▶ _Collected data_
-.-.-

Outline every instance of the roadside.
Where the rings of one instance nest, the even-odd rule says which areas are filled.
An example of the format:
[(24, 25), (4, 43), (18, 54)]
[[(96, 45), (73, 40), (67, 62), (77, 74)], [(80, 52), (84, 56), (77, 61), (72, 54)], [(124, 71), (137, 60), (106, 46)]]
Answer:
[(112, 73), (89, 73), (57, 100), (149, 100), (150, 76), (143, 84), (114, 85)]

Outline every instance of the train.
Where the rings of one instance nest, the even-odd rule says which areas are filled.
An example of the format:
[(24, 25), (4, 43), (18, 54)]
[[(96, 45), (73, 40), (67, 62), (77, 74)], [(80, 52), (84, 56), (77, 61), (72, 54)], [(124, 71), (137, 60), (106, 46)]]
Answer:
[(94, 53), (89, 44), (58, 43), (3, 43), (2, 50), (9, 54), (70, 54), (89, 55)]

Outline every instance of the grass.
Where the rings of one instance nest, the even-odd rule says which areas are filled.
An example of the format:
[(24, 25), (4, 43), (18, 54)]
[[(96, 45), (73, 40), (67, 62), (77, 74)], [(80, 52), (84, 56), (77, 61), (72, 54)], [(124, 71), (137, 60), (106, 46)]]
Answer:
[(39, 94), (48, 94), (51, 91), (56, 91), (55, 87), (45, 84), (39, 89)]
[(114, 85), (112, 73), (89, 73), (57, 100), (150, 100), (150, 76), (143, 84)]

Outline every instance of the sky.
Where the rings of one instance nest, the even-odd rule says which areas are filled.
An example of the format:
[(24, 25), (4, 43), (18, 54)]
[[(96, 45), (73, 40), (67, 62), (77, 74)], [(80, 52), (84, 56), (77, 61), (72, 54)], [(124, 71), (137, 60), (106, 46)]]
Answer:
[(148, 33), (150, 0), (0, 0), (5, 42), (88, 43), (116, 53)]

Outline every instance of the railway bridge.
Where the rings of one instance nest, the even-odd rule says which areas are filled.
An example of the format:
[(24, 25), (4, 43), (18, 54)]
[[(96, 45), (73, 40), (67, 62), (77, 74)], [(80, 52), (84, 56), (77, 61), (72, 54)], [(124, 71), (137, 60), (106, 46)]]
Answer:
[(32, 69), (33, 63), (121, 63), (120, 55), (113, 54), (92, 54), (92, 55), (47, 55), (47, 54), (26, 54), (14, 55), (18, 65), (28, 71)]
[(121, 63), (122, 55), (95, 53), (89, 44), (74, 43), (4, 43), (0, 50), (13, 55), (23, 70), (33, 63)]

-.-.-

▶ _What the task requires_
Please copy out every line shown above, exactly.

▶ _The completed task_
Outline every instance of the roadside.
Where the rings of one instance nest, the even-odd rule says which areas are filled.
An example of the format:
[(24, 25), (4, 43), (18, 54)]
[[(96, 45), (73, 40), (67, 62), (77, 74)], [(80, 52), (84, 56), (77, 61), (72, 54)], [(124, 71), (137, 60), (106, 46)]]
Answer:
[(112, 73), (89, 73), (57, 100), (149, 100), (150, 76), (143, 84), (114, 85)]

Outline every instance of the train.
Where the rings of one instance nest, the even-odd rule says which areas are filled.
An example of the format:
[(24, 25), (4, 43), (18, 54)]
[[(96, 45), (73, 40), (67, 62), (77, 74)], [(80, 52), (84, 56), (77, 61), (72, 54)], [(124, 71), (137, 60), (106, 46)]]
Answer:
[(94, 53), (89, 44), (58, 43), (3, 43), (2, 50), (9, 54), (70, 54), (89, 55)]

Outline every instance of the grass.
Where the rings of one instance nest, the even-odd rule says which areas are filled.
An example of the format:
[(24, 25), (4, 43), (18, 54)]
[[(96, 45), (73, 40), (67, 62), (77, 74)], [(80, 52), (84, 56), (77, 61), (72, 54)], [(124, 71), (137, 60), (106, 46)]]
Answer:
[(39, 94), (48, 94), (51, 91), (56, 91), (55, 87), (45, 84), (39, 89)]
[(114, 85), (112, 73), (89, 73), (57, 100), (150, 100), (150, 76), (143, 84)]

Outline every instance of the sky.
Where the rings of one instance nest, the even-odd rule says which areas are filled.
An example of the format:
[(24, 25), (4, 43), (18, 54)]
[[(96, 45), (73, 40), (67, 62), (77, 74)], [(80, 52), (84, 56), (77, 61), (72, 54)], [(124, 71), (137, 60), (106, 46)]]
Answer:
[(148, 33), (150, 0), (0, 0), (5, 42), (88, 43), (116, 53)]

Outline every instance of the railway bridge.
Where the rings of one instance nest, the even-odd rule says which areas are filled.
An example of the format:
[(24, 25), (4, 43), (18, 54)]
[[(96, 45), (73, 40), (67, 62), (77, 74)], [(80, 52), (84, 56), (77, 61), (72, 54)], [(124, 71), (137, 60), (106, 46)]]
Answer:
[(32, 69), (33, 63), (121, 63), (120, 55), (113, 54), (92, 54), (92, 55), (47, 55), (47, 54), (26, 54), (14, 55), (18, 65), (28, 71)]
[(121, 63), (122, 55), (95, 53), (89, 44), (74, 43), (4, 43), (0, 50), (13, 55), (23, 70), (33, 63)]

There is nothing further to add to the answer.